**Фрагмент текста**
______________________________

Булатов понял, что восстание началось. И он сделал то, что утром сделали Оболенский, Рылеев и Пущин, — отправился в объезд полков. Он искал казармы Экипажа, но, очевидно, не нашел. Побывал около Измайловского полка — там все было тихо. Поехал в Московский полк и получил подтверждение, что часть полка ушла на площадь. Тогда он опять поехал к дочерям. Там "выпил рюмку вина или наливки, съел кусочек хлеба и поехал домой. Подъезжая к дому (Исаакиевская площадь. — Я. Г.), вижу, что артиллеристы хлопочут". Было от половины третьего до трех часов. Булатов почувствовал, что приближается решающий момент. Якубович был неуловим. Они несколько раз оказывались в первую половину дня, когда Булатов кружил возле Сенатской площади, в какой-нибудь сотне шагов друг от друга — но не встречались. Якубович, увлеченный своей новой ролью посредника, забыл о назначенном месте встречи.

______________________________

**Исходные записи**
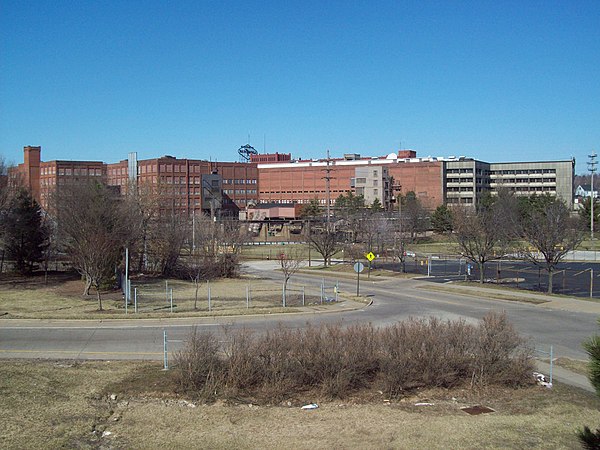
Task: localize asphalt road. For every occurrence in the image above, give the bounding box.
[0,261,598,360]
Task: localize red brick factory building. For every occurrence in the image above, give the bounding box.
[9,146,575,217]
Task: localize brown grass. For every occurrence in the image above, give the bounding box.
[0,274,338,319]
[0,360,600,449]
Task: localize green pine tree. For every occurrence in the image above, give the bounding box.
[577,335,600,449]
[0,189,48,275]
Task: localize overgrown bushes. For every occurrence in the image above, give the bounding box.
[175,314,533,402]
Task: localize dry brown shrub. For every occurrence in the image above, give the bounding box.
[171,314,533,403]
[174,329,224,399]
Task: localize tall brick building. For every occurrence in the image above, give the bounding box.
[9,146,575,217]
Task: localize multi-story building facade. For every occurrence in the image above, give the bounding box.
[107,154,258,215]
[258,150,444,208]
[444,157,575,206]
[9,146,106,210]
[9,146,258,216]
[9,146,575,216]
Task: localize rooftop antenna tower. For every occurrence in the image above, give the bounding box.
[588,151,598,241]
[323,150,333,231]
[238,144,258,162]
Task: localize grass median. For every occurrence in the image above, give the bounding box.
[0,273,346,319]
[0,360,600,449]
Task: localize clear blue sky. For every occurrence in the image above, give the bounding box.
[0,0,600,173]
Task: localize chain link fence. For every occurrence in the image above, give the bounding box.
[126,280,338,314]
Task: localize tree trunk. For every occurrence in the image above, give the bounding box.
[96,285,102,311]
[83,276,92,297]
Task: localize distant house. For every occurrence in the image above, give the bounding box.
[575,184,598,198]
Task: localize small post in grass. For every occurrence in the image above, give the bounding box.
[163,330,169,370]
[206,280,211,312]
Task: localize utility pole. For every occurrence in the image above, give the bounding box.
[588,152,598,241]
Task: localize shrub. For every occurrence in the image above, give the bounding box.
[174,329,224,399]
[176,314,533,402]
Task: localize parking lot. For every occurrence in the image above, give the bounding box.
[374,257,600,297]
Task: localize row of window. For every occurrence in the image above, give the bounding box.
[223,189,256,195]
[52,167,102,177]
[223,178,256,184]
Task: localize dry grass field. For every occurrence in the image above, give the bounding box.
[0,360,600,449]
[0,274,344,319]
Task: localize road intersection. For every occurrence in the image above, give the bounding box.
[0,261,600,390]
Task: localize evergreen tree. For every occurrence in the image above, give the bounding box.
[0,189,48,275]
[371,198,383,212]
[579,197,600,231]
[577,328,600,449]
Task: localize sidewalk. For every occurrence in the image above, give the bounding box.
[536,361,596,392]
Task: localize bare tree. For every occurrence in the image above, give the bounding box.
[57,183,132,310]
[147,210,188,276]
[126,183,161,272]
[452,206,508,283]
[278,250,304,306]
[521,199,583,294]
[182,215,249,309]
[306,227,341,267]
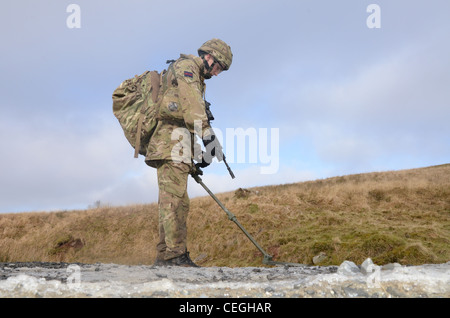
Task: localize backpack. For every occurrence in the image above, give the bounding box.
[112,71,161,158]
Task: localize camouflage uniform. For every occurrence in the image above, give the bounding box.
[145,54,209,260]
[145,39,232,261]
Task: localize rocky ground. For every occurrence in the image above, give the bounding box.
[0,259,450,298]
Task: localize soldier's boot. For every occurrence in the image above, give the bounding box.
[165,251,200,267]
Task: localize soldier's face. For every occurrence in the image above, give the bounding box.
[211,63,223,76]
[206,54,223,76]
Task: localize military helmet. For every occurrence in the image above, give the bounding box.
[198,39,233,71]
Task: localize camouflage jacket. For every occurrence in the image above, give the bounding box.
[145,54,210,167]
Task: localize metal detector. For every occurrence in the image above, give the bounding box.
[191,168,305,266]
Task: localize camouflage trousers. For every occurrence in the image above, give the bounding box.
[156,161,190,260]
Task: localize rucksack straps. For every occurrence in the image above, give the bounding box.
[134,71,160,158]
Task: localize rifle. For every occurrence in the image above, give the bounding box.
[205,100,235,179]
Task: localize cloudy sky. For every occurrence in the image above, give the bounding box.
[0,0,450,213]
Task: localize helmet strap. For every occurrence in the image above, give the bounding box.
[202,55,216,79]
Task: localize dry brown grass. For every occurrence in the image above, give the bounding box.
[0,164,450,267]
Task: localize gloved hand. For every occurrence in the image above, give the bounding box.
[195,151,211,168]
[203,134,223,163]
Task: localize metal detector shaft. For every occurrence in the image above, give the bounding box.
[191,173,303,266]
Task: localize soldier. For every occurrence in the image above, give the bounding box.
[145,39,233,267]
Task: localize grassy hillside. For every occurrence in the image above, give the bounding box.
[0,164,450,267]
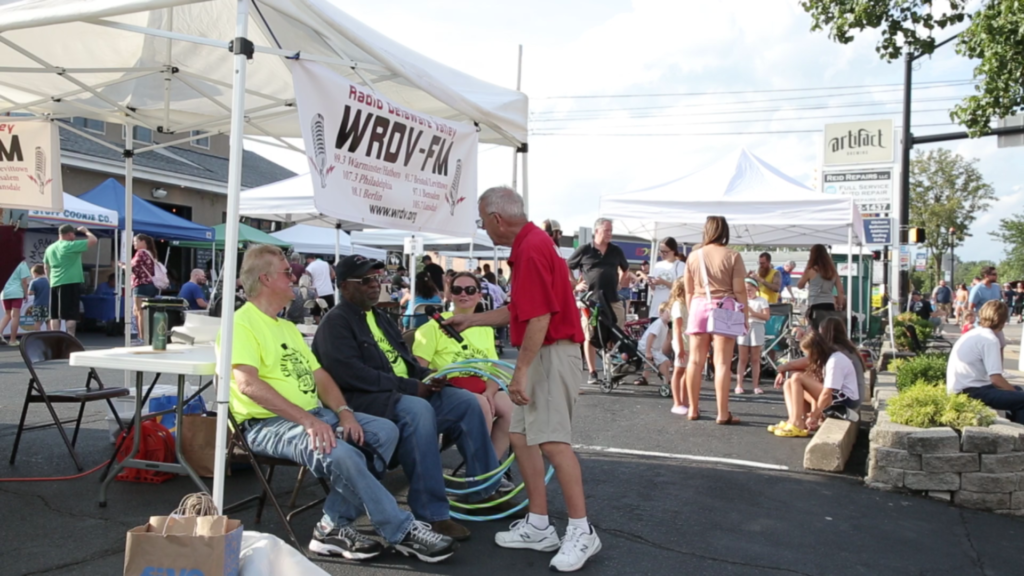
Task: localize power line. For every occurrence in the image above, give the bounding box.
[532,79,972,100]
[529,122,953,137]
[531,96,965,122]
[534,82,969,114]
[544,108,949,130]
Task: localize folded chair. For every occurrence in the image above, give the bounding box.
[10,331,131,471]
[223,412,331,550]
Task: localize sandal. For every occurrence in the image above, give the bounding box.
[775,426,810,438]
[715,412,739,426]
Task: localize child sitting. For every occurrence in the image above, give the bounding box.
[638,302,672,383]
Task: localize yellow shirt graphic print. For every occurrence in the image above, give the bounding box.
[367,311,409,378]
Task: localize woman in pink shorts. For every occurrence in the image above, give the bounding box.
[685,216,750,424]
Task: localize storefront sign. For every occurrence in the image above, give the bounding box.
[0,118,63,212]
[822,120,894,166]
[291,61,478,236]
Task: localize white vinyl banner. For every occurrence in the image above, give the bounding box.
[0,118,63,212]
[290,61,478,236]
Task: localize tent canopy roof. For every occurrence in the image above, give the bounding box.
[0,0,528,147]
[601,150,864,246]
[175,222,292,250]
[79,178,213,243]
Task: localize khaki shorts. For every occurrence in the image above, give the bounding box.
[509,340,583,446]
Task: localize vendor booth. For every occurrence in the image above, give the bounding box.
[0,0,527,516]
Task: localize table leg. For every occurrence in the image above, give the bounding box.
[174,374,210,494]
[99,372,142,507]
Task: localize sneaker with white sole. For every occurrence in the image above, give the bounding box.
[394,521,459,564]
[309,523,384,560]
[495,519,559,552]
[548,526,601,572]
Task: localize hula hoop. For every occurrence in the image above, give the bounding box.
[421,358,555,522]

______________________________

**Задания**
a: Воспроизведите дословно и полностью фрагмент о Булатове.
b: Масштабируйте записи от строки с «Task: localize clear» до строки с «[575,184,598,198]» включительно и приведите только их, сохранив запросы. Каждую координату рамок в ответах умножьте на 2,3 и округлите до целого, причем половины округляйте в большую сторону.

**Ответы**
a:
Булатов понял, что восстание началось. И он сделал то, что утром сделали Оболенский, Рылеев и Пущин, — отправился в объезд полков. Он искал казармы Экипажа, но, очевидно, не нашел. Побывал около Измайловского полка — там все было тихо. Поехал в Московский полк и получил подтверждение, что часть полка ушла на площадь. Тогда он опять поехал к дочерям. Там "выпил рюмку вина или наливки, съел кусочек хлеба и поехал домой. Подъезжая к дому (Исаакиевская площадь. — Я. Г.), вижу, что артиллеристы хлопочут". Было от половины третьего до трех часов. Булатов почувствовал, что приближается решающий момент. Якубович был неуловим. Они несколько раз оказывались в первую половину дня, когда Булатов кружил возле Сенатской площади, в какой-нибудь сотне шагов друг от друга — но не встречались. Якубович, увлеченный своей новой ролью посредника, забыл о назначенном месте встречи.

b:
Task: localize clear blue sky. For every occurrence in the image above, give the bounding box.
[0,0,1380,398]
Task: localize chain link fence. For every occurrence in the image above, give the bounding box.
[290,644,777,722]
Task: localize tree trunk. For every occurrence in the image above, give the bounding box.
[221,656,235,715]
[191,635,212,683]
Task: localize distant house. For every occurrence in the image above, give the bounding box.
[1323,423,1375,455]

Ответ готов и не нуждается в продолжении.